▶ **DIRECTIVE**: Transcribe the listing below word for word.

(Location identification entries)

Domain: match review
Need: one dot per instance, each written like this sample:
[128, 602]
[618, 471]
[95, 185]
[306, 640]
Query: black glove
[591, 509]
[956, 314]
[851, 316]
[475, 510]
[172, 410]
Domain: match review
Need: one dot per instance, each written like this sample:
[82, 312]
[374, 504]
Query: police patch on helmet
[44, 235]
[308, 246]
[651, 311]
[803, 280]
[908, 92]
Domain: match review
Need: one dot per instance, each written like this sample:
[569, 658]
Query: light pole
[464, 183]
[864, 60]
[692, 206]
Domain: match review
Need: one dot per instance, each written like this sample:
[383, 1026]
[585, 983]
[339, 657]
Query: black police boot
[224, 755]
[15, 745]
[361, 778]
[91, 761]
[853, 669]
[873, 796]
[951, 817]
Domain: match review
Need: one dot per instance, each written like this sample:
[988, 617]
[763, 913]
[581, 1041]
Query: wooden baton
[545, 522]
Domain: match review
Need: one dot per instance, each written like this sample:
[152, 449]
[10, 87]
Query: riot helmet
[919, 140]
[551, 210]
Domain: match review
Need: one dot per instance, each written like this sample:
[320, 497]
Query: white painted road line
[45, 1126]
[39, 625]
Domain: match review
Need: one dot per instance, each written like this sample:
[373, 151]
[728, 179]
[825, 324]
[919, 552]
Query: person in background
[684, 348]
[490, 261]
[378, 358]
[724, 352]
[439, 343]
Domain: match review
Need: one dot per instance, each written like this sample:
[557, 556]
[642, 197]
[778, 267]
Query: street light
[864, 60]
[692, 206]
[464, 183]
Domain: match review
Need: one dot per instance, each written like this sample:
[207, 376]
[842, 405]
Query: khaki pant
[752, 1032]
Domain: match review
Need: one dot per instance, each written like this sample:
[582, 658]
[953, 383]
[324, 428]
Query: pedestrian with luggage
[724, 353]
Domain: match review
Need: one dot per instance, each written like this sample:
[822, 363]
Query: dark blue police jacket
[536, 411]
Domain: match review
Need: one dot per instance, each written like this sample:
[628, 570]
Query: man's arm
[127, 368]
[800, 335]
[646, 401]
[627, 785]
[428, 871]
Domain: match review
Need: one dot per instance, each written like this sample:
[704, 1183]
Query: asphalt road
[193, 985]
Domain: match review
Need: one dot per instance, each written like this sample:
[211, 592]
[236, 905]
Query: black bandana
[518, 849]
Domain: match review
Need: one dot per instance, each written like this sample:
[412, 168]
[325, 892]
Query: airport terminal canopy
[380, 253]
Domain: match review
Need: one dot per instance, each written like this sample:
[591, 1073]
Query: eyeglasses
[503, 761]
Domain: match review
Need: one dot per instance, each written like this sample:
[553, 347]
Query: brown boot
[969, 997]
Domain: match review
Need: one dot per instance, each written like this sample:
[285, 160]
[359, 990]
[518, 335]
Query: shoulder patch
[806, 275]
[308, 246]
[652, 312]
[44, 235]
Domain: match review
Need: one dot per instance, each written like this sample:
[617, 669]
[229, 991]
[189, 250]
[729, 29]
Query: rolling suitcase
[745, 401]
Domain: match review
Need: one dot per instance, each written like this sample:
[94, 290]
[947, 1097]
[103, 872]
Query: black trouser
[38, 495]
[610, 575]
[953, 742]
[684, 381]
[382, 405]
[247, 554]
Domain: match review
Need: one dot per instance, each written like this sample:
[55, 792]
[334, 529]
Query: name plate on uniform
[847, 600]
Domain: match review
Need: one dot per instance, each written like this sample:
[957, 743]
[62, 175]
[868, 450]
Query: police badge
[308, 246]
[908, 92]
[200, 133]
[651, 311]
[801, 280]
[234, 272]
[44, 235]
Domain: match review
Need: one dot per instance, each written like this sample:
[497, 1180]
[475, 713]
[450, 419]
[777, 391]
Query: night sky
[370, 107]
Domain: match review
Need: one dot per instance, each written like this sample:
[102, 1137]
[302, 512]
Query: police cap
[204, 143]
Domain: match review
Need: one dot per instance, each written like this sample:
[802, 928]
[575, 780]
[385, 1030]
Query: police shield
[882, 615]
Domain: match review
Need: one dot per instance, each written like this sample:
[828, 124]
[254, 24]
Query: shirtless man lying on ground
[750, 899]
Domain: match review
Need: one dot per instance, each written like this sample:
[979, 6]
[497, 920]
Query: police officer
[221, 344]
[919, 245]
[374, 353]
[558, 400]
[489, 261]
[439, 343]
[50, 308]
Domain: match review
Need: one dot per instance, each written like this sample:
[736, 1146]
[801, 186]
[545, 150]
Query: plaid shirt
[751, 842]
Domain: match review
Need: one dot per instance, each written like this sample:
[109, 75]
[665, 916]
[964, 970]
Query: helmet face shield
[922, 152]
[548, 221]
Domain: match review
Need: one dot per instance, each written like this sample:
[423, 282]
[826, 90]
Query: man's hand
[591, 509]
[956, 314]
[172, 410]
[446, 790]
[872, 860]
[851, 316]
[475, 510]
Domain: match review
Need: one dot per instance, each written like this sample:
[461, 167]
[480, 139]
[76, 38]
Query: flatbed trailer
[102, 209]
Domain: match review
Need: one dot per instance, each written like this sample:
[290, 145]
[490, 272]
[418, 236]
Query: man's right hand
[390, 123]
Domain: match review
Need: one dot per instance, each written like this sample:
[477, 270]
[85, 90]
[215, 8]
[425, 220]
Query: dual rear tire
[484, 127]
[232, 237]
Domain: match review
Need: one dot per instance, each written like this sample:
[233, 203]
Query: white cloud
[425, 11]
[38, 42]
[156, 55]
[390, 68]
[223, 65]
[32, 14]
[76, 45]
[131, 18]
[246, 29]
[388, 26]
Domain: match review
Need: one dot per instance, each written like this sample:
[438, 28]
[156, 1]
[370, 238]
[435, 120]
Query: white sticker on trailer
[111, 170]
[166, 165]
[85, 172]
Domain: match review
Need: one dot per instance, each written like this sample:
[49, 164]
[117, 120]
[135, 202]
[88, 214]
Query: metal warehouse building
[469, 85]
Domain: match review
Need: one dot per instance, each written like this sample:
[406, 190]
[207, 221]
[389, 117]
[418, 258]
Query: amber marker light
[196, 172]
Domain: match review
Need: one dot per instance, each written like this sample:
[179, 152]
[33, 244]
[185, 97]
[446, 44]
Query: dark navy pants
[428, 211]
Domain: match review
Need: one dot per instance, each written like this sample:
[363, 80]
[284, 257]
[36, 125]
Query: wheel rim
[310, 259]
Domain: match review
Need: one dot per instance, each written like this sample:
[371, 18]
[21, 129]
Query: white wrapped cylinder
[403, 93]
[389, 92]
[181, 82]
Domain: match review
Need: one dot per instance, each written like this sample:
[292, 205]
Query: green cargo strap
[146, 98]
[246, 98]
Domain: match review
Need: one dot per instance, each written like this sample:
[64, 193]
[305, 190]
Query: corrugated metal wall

▶ **THE OUTPUT**:
Domain: match review
Need: one dot per instance, each written like this sample:
[128, 602]
[618, 471]
[95, 185]
[306, 640]
Query: black glove
[591, 509]
[956, 314]
[851, 316]
[475, 510]
[172, 410]
Domain: match review
Need: one dot per instance, each written like this sample:
[82, 312]
[374, 504]
Query: police patch on helmet
[44, 235]
[308, 246]
[651, 311]
[803, 280]
[908, 92]
Domain: match review
Need: one dot per instance, each written like this sample:
[569, 658]
Query: light pole
[464, 183]
[864, 60]
[692, 206]
Domain: match review
Need: one dot per instance, each written like this sample:
[383, 1026]
[585, 983]
[339, 657]
Query: black police boot
[224, 755]
[15, 745]
[361, 778]
[91, 761]
[853, 669]
[873, 796]
[951, 817]
Domain: match review
Need: one dot per instance, each written like this sample:
[988, 617]
[763, 913]
[581, 1041]
Query: wooden baton
[545, 522]
Domain: match review
Need: one dot per instance, each written like this sample:
[152, 449]
[10, 87]
Query: riot helmet
[919, 140]
[551, 210]
Domain: match review
Need: one dot per instance, each written like this sample:
[320, 497]
Query: white painted road line
[45, 1126]
[39, 625]
Domain: match review
Need: one dot per instance, each written like this sample:
[373, 151]
[728, 179]
[825, 324]
[919, 552]
Query: person in background
[684, 348]
[490, 261]
[378, 358]
[724, 352]
[439, 343]
Domain: match review
Need: one dot per instance, each written like this sample:
[557, 556]
[642, 197]
[778, 267]
Query: street light
[864, 60]
[692, 206]
[464, 183]
Domain: match review
Need: one dot per instance, each written like this sample:
[207, 376]
[842, 405]
Query: khaki pant
[752, 1032]
Domain: match review
Need: one dot per instance, each written like this sample:
[582, 658]
[953, 383]
[324, 428]
Query: pedestrian with luggage
[724, 353]
Domain: match review
Need: one dot per instance, each written like this sample:
[822, 363]
Query: dark blue police jacket
[536, 411]
Domain: match review
Need: one dot per instance, each written like this sample:
[628, 570]
Query: man's arm
[127, 368]
[800, 335]
[646, 401]
[627, 785]
[428, 871]
Domain: match review
Need: one dot per instance, each written like this sample:
[704, 1183]
Query: asphalt road
[193, 985]
Domain: match review
Need: one dot per instance, each written like this sample:
[211, 592]
[236, 905]
Query: black bandana
[518, 849]
Domain: match review
Need: one dot per instance, each written like this sample:
[412, 168]
[325, 892]
Query: airport terminal canopy
[380, 253]
Domain: match review
Need: one dot per instance, each written like this sample:
[591, 1073]
Query: eyeglasses
[503, 761]
Domain: match review
Need: one dot per instance, each written like this sample:
[553, 347]
Query: brown boot
[969, 997]
Domain: match review
Need: one dot per instance, each written like this sample:
[285, 160]
[359, 990]
[518, 335]
Query: shoulder patch
[806, 275]
[308, 246]
[652, 312]
[44, 235]
Domain: match review
Need: one dot per instance, each written like this sample:
[617, 669]
[229, 991]
[189, 250]
[729, 29]
Query: rolling suitcase
[745, 401]
Domain: match review
Need: one dot per instance, each written like this sample:
[94, 290]
[947, 1097]
[103, 872]
Query: black trouser
[38, 495]
[610, 575]
[953, 742]
[684, 381]
[382, 405]
[247, 554]
Domain: match review
Need: one dot per instance, each written like this sample:
[55, 792]
[334, 529]
Query: name plate on uniform
[847, 600]
Domain: match review
Need: one dot per instance, each written like this sample:
[957, 743]
[62, 175]
[868, 450]
Query: police badge
[308, 246]
[908, 92]
[200, 133]
[651, 311]
[801, 280]
[234, 272]
[44, 235]
Domain: match review
Need: one dot per instance, each written like this sample:
[497, 1180]
[475, 713]
[450, 419]
[777, 391]
Query: night sky
[370, 107]
Domain: match review
Need: one dot per instance, each written like this sample:
[102, 1137]
[302, 512]
Query: police cap
[204, 143]
Domain: match review
Need: one dot per instance, each written like this sample:
[802, 928]
[575, 780]
[385, 1030]
Query: police shield
[882, 615]
Domain: match review
Need: one dot per instance, each written like this sample:
[828, 124]
[254, 24]
Query: shirtless man lying on ground
[750, 899]
Domain: match review
Need: one dot per instance, each written like this sample:
[979, 6]
[497, 920]
Query: police officer
[221, 344]
[919, 245]
[374, 353]
[558, 400]
[489, 261]
[439, 343]
[50, 308]
Domain: match review
Need: one dot per instance, each written like this sample:
[736, 1146]
[801, 186]
[545, 150]
Query: plaid shirt
[751, 842]
Domain: match review
Need: one dot per instance, each written like this sample:
[109, 75]
[665, 916]
[964, 970]
Query: helmet face shield
[922, 152]
[548, 221]
Domain: match review
Need: one dot per instance, each written like this sample:
[423, 282]
[826, 90]
Query: man's hand
[591, 509]
[956, 314]
[172, 410]
[446, 790]
[872, 860]
[851, 316]
[475, 510]
Domain: match review
Need: one dot per instance, each written like this sample:
[461, 167]
[480, 139]
[76, 38]
Query: flatbed trailer
[102, 209]
Domain: match review
Need: one dot per instance, each written like this sample:
[290, 145]
[490, 272]
[418, 236]
Query: man's right hand
[390, 123]
Domain: match review
Need: one dot per instance, each written like this sample:
[477, 270]
[85, 90]
[215, 8]
[425, 220]
Query: dual rear tire
[484, 127]
[232, 237]
Domain: match review
Need: one dot per instance, each written like this sample:
[233, 203]
Query: white cloud
[425, 11]
[38, 42]
[156, 55]
[390, 68]
[223, 65]
[32, 14]
[76, 45]
[131, 18]
[246, 29]
[388, 26]
Domain: match review
Need: one dot per instance, each written like this sample:
[438, 28]
[156, 1]
[370, 238]
[435, 120]
Query: white sticker on trailer
[111, 170]
[166, 165]
[85, 172]
Domain: match review
Need: one dot per instance, each written like this sample:
[49, 164]
[117, 120]
[135, 202]
[88, 214]
Query: metal warehouse building
[469, 85]
Domain: match review
Need: one dot per instance, each written like this sample:
[406, 190]
[207, 221]
[389, 117]
[418, 258]
Query: amber marker light
[196, 172]
Domain: match review
Need: one dot per instance, each written like this sample:
[179, 152]
[33, 244]
[185, 97]
[446, 44]
Query: dark navy pants
[428, 211]
Domain: match review
Need: one dot per instance, each written like this sample:
[363, 80]
[284, 257]
[36, 125]
Query: wheel rim
[310, 259]
Domain: match review
Need: one dot per instance, each written like this sample:
[371, 18]
[21, 129]
Query: white wrapped cylinder
[403, 93]
[389, 92]
[181, 82]
Domain: match review
Need: one dot per instance, each written like this sample:
[292, 205]
Query: green cargo strap
[146, 98]
[246, 98]
Domain: match review
Need: one dot per instance, each written like this sample:
[64, 193]
[305, 190]
Query: corrugated metal wall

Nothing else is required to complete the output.